Assignment 1
In the antidepressant article, at what meeting and in what city was the twin study presented?
Assignment 2
Reproduce word for word the part of the antidepressant article between "A study of twins" and "in New Orleans.", inclusive.

Document extract
Antidepressants Linked To Heart Attack Risk

Middle-age men who use antidepressants are more likely to have a narrowing of blood vessels, increasing the risk of heart attacks and strokes, than those who do not use the medications, according to a study presented on Saturday.

A study of twins found evidence of atherosclerosis, as measured by the interior thickness of the carotid artery, regardless of the type of antidepressant taken.

Antidepressant use was found to cause a 37 micron increase in carotid artery thickness, or roughly 5 percent, according to the study of more than 500 male twins with a mean age of 55 which was presented at the American Cardiology scientific meeting in New Orleans.

In 59 sets of twins in which one brother was taking an antidepressant and the other was not, the brother taking the medication had on average a 41 micron thicker inner lining of the artery, the research found.

As each year of life has been associated with a 10 micron increase in carotid artery thickening, the brother taking the antidepressant had arteries that were essentially four years older than those of his non-medicated twin.

Previous studies have linked depression to a heightened risk of heart disease, but the condition was not deemed a significant predictor of artery thickening in the study.

"Because we didn't see an association between depression itself and a thickening of the carotid artery, it strengthens the argument that it is more likely the antidepressants than the actual depression that could be behind the association," said Dr. Amit Shah, cardiology fellow at Emory University in Atlanta, who presented the data.

"This study reminds us that medicines often have side effects we can't feel, and we should always take that into account. These drugs provide a lot of benefit, but should be considered on a case-by-case basis," Shah said.

Given data

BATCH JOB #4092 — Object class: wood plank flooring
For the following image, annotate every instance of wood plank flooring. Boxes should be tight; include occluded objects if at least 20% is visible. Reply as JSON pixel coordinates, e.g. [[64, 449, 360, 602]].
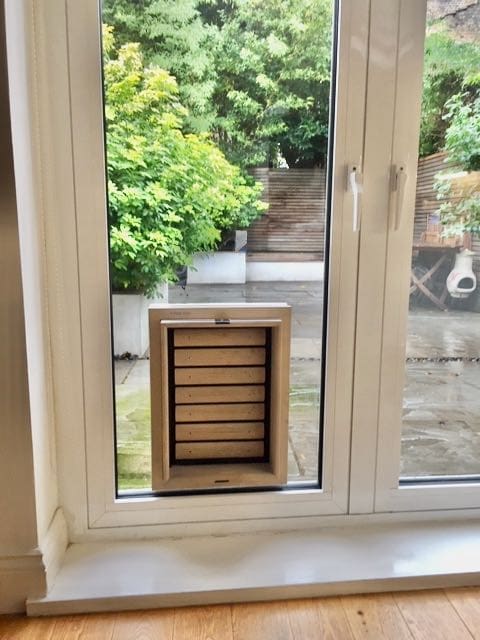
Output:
[[0, 587, 480, 640]]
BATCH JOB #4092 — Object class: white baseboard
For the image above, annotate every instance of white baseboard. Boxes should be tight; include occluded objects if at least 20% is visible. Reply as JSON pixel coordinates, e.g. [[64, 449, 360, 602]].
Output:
[[41, 507, 68, 590], [0, 550, 46, 614], [0, 509, 68, 614]]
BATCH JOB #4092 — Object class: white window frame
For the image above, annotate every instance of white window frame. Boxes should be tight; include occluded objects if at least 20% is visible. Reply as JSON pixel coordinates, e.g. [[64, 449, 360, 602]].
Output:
[[33, 0, 368, 541], [26, 0, 479, 541]]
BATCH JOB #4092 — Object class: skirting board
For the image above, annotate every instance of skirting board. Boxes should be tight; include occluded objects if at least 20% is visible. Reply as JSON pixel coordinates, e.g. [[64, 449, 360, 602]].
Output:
[[27, 522, 480, 615], [0, 509, 68, 614], [0, 552, 47, 614]]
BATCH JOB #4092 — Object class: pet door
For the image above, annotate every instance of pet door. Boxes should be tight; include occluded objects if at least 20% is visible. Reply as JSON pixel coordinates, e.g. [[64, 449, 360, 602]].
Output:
[[149, 304, 291, 491]]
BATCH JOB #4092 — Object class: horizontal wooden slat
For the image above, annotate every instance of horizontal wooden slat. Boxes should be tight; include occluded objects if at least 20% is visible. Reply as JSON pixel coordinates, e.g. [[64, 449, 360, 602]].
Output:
[[175, 440, 265, 460], [173, 327, 266, 347], [175, 385, 265, 404], [175, 402, 265, 422], [174, 347, 265, 367], [175, 422, 265, 442], [175, 367, 265, 385]]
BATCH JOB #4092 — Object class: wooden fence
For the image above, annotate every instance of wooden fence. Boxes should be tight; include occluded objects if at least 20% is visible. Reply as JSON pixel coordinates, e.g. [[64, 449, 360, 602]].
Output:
[[248, 169, 325, 260], [248, 160, 480, 267], [413, 153, 480, 270]]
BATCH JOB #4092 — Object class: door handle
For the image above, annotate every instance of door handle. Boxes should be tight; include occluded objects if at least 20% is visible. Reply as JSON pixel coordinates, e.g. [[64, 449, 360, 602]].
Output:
[[390, 162, 407, 231], [347, 164, 363, 233]]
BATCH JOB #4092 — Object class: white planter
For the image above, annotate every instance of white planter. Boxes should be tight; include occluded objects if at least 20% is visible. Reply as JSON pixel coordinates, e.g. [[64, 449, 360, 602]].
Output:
[[247, 261, 324, 282], [112, 284, 168, 358], [187, 251, 246, 284]]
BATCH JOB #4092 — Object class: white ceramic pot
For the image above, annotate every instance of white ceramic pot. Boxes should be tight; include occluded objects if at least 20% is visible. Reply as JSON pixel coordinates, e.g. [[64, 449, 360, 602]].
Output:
[[447, 249, 477, 298]]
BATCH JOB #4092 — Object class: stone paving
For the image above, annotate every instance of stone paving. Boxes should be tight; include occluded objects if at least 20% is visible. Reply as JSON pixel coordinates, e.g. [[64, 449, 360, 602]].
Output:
[[115, 282, 480, 489]]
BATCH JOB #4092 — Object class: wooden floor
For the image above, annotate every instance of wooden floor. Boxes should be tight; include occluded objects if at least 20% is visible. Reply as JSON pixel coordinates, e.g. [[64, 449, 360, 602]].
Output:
[[0, 588, 480, 640]]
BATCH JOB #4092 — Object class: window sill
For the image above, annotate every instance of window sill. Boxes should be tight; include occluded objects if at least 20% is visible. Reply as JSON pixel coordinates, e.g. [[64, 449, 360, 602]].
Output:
[[27, 521, 480, 615]]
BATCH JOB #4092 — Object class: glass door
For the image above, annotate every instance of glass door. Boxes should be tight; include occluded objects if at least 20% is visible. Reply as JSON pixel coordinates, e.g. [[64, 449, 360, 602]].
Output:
[[377, 0, 480, 509], [102, 0, 368, 495]]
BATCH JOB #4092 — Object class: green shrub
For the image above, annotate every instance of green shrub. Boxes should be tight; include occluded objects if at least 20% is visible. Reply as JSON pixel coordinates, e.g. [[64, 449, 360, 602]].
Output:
[[435, 94, 480, 235], [104, 27, 266, 295]]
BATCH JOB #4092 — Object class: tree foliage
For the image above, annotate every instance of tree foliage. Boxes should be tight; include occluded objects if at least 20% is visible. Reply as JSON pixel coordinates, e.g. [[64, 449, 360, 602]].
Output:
[[203, 0, 332, 167], [104, 0, 333, 167], [103, 0, 217, 132], [435, 94, 480, 235], [104, 27, 265, 294], [420, 27, 480, 156]]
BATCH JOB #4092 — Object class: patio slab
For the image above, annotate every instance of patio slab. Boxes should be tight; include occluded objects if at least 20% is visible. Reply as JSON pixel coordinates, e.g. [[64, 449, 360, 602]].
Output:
[[115, 282, 480, 488]]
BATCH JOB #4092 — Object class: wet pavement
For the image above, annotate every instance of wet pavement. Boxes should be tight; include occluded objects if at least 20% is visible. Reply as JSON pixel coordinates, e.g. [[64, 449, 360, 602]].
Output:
[[115, 282, 480, 488]]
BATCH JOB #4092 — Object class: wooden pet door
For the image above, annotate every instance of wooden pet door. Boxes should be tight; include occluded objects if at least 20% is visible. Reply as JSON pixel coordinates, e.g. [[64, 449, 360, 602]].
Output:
[[149, 304, 291, 491]]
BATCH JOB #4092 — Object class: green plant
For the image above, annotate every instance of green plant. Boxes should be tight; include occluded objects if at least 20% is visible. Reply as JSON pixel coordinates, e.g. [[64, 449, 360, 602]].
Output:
[[420, 30, 480, 156], [203, 0, 332, 167], [435, 94, 480, 235], [102, 0, 217, 132], [104, 27, 266, 295]]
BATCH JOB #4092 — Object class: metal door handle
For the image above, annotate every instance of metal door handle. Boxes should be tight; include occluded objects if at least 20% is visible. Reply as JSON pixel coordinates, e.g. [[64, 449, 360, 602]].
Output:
[[390, 163, 407, 231], [347, 164, 363, 233]]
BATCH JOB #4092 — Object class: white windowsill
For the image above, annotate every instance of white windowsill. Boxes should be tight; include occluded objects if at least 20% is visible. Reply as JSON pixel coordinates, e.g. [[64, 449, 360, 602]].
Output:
[[27, 521, 480, 615]]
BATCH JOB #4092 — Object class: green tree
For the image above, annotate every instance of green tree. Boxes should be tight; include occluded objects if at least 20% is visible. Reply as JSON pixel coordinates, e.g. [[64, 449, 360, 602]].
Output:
[[420, 26, 480, 156], [206, 0, 332, 167], [104, 27, 266, 294], [103, 0, 217, 132], [435, 94, 480, 235]]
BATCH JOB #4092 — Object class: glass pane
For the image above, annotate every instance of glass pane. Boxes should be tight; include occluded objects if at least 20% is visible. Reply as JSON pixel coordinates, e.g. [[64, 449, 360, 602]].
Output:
[[103, 0, 334, 491], [401, 0, 480, 478]]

Answer section 1
It was presented at the American Cardiology scientific meeting in New Orleans.

Answer section 2
A study of twins found evidence of atherosclerosis, as measured by the interior thickness of the carotid artery, regardless of the type of antidepressant taken.

Antidepressant use was found to cause a 37 micron increase in carotid artery thickness, or roughly 5 percent, according to the study of more than 500 male twins with a mean age of 55 which was presented at the American Cardiology scientific meeting in New Orleans.